ARTICLE —
☆ ☆ ☆ ☆

SL: At the tasting I’ll note which apples were created by chance not by breeding. There’s one, it’s a real apple but it’s some weird variant that comes from a crab apple and it’s really good. They’re called Wealthy and they’re pretty old.
“I knew when each apple would appear, what it looked like and how it tasted.”
TC: Tell me your family connection to apples.
SL: I have none.
TC: But you once told me that you had farming roots in Peel County.
SL: Yes I do. My family sold the farm in the thirties it’s one of the eleven farms that is now Pearson Airport.
TC: But obviously the knowledge about apples was kept alive in the family.
SL: No, my Dad never knew the location of the original farm it was a lost element of the family history. I discovered it through research.
But we did have a weekend farm when I was a kid and we would play in the apple trees along the fence rows. I knew when each apple would appear what it looked like and how it tasted. Apples still grow wild in the country along the road on fence lines close to farms such as Spirit Tree in Caledon. You can still see them, look for the apples on the ground and the road.
Connecting Apple Growers to Urban Consumers
SL: This is a great picture.

☆ ☆ ☆ ☆

Excerpts from a detection dataset —
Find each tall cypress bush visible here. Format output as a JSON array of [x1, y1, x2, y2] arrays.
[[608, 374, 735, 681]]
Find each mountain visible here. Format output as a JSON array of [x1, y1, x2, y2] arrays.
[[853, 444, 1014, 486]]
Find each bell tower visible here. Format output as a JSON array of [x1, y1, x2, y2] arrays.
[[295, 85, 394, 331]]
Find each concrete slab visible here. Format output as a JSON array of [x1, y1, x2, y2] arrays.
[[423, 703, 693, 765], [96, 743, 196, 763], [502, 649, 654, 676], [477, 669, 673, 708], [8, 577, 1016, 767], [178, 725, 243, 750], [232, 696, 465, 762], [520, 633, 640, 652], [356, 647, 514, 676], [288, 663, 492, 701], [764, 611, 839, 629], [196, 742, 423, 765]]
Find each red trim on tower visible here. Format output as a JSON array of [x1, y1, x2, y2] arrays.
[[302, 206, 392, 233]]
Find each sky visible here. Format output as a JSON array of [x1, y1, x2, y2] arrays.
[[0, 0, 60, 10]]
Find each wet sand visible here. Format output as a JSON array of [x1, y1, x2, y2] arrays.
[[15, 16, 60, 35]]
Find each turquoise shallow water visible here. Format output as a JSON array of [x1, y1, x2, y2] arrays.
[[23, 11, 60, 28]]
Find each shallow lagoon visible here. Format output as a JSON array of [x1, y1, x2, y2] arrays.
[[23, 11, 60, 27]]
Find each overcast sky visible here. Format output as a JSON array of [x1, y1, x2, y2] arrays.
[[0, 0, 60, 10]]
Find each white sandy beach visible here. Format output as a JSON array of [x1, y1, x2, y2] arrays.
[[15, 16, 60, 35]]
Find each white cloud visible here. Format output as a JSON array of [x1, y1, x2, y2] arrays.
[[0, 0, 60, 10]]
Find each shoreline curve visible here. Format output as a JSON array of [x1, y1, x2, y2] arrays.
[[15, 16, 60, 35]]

☆ ☆ ☆ ☆

WRITTEN INSTRUCTION 1 —
According to the apple interview, what happened to the family farm in Peel County?
WRITTEN INSTRUCTION 2 —
Pick up the apple interview after its last line and continue it.
These rows are separate material with no connection to the apple interview.

EXPECTED OUTPUT 1 —
The family sold it in the thirties, and it is one of the eleven farms that are now Pearson Airport.

EXPECTED OUTPUT 2 —
TC: Yes, it’s 1911 and it’s a steam ship. Steamers transported the apples from the Niagara fruit belt and farther west, the area around Sarnia, to the towns along the shore of Lake Ontario. By that time the local rural markets were disappearing as people left the farms. Orchards weren’t being tended and so the big concern was how to revitalize what had been the largest, most lucrative crop in the province by connecting farmers to the new markets. The Department of Agriculture promoted standardization not only in how to grow and what to grow but pushed for the organization of local co-ops to organize warehousing, and shipping. (The Canadian Horticulturalist, July 1910)
At the same time, insufficient production in York County farms had resulted in escalating price for fresh produce in Toronto. Along with the push to establish standards for apple-growing as an export business, the Department of Agriculture attempts (below) to convince potential new farmers of the prospects of economic security in “truck market gardening” thanks to highways and a scientifically worked out program of fertilizing and spraying. The traditional 100 acre farm is depicted as a dinosaur that will soon be supplanted by leaner, smarter operations dedicated to moving fresh produce quickly into the city.
Spadina House Heritage Orchard
Suzanne Long, “Spadina Saturdays” Flickr album
TC: In terms of heritage orchards, you’re very connected to the Spadina House program. What is the period represented there?
SL: They’re meant to be reflective of Victorian and Edwardian Toronto. They have some really great old apples for the variety of uses.
In the fifties people stopped baking and canning. That whole thing fell out of favour because you could get those goods at the supermarket. Apples weren’t being used for sauce, for baking, for cider. As their uses dwindled they became more ornamental, they all became the standard lunchbox apple.
TC: What varieties do they have at Spadina House?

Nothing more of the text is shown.